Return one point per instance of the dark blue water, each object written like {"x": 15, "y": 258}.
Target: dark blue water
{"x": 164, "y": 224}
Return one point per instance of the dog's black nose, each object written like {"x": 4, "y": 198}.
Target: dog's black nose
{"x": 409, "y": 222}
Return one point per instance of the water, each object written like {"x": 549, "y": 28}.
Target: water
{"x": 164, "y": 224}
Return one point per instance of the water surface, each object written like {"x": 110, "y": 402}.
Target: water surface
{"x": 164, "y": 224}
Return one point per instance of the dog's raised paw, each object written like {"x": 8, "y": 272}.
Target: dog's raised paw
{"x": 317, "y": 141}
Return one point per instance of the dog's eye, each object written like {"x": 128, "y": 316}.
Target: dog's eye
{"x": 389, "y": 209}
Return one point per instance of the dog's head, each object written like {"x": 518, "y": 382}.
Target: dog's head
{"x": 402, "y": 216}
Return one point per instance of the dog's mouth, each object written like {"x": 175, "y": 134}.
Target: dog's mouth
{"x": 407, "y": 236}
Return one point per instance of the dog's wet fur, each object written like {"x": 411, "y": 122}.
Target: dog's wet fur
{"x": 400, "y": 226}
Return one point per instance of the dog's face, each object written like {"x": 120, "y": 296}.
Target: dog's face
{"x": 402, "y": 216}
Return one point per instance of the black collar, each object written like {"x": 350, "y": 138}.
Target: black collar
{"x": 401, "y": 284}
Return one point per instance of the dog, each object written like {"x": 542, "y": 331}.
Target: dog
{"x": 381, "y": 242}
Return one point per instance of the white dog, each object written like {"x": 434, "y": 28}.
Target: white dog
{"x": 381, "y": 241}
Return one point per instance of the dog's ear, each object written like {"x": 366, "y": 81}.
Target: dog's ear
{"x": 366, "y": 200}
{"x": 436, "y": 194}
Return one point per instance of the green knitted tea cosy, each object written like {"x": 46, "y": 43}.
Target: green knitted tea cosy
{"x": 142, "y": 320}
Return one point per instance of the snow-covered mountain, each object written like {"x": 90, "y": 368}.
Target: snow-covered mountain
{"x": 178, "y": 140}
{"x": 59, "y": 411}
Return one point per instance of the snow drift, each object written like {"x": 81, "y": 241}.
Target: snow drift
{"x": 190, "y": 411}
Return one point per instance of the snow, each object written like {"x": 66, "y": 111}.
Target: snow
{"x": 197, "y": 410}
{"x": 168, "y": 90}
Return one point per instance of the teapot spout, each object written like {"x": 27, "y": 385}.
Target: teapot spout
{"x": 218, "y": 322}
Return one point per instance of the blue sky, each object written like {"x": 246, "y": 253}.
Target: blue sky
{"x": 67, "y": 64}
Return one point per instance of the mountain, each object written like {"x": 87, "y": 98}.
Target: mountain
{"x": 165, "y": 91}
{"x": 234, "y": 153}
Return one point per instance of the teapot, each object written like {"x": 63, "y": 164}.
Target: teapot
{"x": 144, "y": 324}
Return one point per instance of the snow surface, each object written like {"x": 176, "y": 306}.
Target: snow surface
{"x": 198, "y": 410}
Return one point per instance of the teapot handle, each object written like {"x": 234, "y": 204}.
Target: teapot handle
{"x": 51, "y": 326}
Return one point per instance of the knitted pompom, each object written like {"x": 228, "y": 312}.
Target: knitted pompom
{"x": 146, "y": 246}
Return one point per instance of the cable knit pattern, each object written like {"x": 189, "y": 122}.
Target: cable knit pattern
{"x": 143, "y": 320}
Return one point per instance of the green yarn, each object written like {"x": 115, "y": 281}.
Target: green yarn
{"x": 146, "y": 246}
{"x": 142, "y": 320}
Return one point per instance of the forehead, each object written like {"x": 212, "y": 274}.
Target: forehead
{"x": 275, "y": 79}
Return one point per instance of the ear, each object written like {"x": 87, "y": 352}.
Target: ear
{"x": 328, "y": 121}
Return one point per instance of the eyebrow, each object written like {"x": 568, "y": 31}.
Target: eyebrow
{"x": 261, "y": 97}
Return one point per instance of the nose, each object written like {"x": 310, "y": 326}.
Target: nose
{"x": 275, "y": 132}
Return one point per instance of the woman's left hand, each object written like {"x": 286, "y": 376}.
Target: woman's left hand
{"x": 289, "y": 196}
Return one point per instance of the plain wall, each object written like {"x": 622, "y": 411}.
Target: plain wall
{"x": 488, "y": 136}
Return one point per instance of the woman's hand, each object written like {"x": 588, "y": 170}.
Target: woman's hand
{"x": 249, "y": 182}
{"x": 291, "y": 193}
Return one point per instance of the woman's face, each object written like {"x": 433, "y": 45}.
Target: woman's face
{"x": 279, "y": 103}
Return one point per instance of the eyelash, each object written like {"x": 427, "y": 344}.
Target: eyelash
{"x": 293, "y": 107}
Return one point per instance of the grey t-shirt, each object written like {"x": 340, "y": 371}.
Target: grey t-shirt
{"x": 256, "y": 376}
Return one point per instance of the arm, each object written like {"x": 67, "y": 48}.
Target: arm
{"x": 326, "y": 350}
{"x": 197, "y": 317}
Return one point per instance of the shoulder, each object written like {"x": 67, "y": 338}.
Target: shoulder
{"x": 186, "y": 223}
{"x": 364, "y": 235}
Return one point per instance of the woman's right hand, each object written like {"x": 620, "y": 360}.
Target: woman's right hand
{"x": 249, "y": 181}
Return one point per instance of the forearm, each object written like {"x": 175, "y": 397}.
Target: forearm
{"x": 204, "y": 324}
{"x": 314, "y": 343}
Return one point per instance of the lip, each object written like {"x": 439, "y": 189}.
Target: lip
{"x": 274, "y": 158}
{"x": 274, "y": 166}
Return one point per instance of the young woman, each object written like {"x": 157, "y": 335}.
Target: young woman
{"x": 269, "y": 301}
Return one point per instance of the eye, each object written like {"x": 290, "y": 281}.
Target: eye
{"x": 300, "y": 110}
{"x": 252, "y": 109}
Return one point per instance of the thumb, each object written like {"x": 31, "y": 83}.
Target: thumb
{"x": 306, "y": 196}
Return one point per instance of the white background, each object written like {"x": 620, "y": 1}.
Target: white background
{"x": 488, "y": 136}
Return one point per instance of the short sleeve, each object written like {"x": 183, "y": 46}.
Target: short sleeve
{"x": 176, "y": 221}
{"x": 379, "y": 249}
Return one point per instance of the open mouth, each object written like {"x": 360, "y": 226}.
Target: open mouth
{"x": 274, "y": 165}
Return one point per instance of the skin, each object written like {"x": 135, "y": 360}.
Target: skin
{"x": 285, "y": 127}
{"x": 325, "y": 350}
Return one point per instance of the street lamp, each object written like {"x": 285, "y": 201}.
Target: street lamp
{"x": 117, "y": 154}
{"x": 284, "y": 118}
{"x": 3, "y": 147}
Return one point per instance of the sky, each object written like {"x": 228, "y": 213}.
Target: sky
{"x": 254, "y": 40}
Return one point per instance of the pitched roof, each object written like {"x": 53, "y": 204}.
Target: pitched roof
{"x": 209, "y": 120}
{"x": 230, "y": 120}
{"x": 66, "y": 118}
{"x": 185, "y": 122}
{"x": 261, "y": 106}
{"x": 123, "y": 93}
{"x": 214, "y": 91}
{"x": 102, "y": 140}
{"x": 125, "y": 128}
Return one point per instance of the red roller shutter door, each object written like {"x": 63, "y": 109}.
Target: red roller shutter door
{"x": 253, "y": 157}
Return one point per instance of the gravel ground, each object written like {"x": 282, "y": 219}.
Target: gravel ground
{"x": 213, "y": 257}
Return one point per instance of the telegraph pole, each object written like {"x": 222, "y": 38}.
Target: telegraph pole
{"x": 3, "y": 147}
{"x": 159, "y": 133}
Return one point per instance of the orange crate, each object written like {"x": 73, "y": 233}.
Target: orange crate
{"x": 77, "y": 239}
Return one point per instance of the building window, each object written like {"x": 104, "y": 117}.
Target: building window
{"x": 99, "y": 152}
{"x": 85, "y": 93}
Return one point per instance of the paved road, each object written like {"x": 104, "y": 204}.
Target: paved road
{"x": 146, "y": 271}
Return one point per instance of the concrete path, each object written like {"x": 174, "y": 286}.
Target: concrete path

════════════════

- _DIRECTIVE_:
The lines to quote run from the one containing "Return one point per instance of the telegraph" through the final line of the material above; please give them exactly, both ends included, and nothing else.

- _RESPONSE_:
Return one point per instance of the telegraph pole, each object written like {"x": 222, "y": 38}.
Target: telegraph pole
{"x": 3, "y": 147}
{"x": 159, "y": 133}
Return one point per instance of the orange crate, each object written like {"x": 73, "y": 233}.
Target: orange crate
{"x": 77, "y": 239}
Return one point per instance of the building window, each object written like {"x": 104, "y": 117}.
Target: building window
{"x": 99, "y": 152}
{"x": 85, "y": 93}
Return one point per instance of the paved road, each object written like {"x": 104, "y": 204}.
Target: paved road
{"x": 146, "y": 271}
Return one point per instance of the concrete path, each object written like {"x": 174, "y": 286}.
Target: concrete path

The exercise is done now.